## Direction
Count the lines below that contain the string "instance", treating uppercase and lowercase letters as different, and give only the number.

## Recorded data
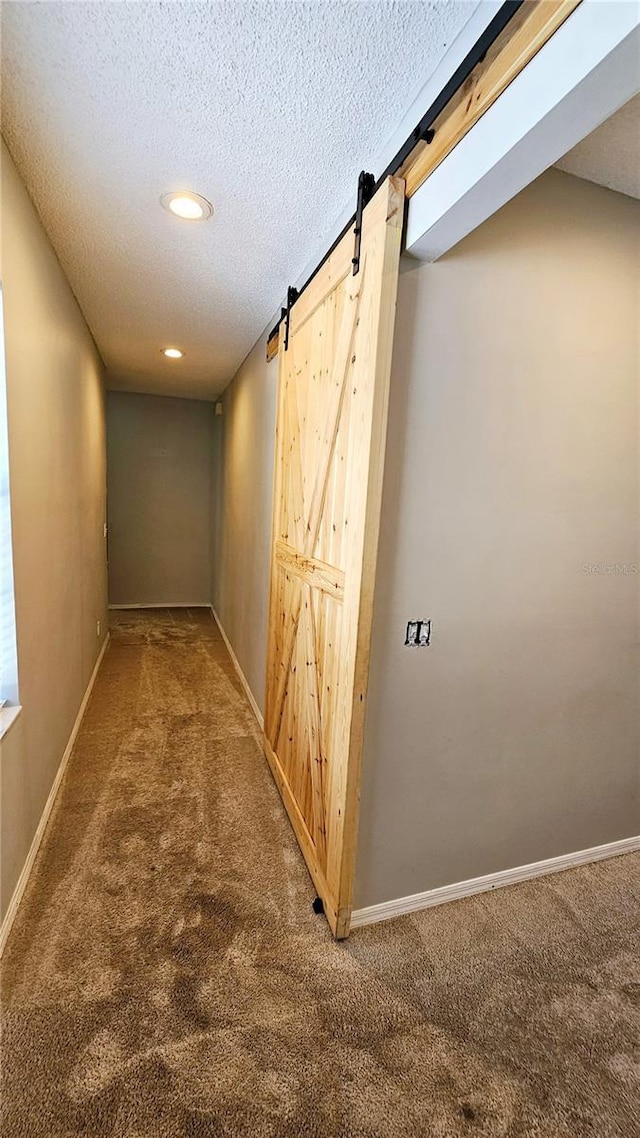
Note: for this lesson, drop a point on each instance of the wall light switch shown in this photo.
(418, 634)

...

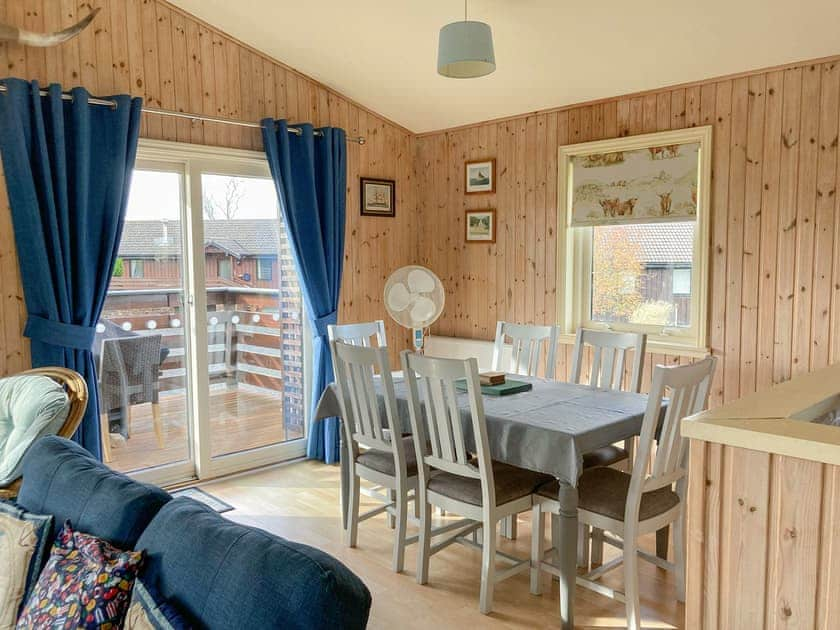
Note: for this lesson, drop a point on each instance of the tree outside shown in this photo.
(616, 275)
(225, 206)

## Exercise result
2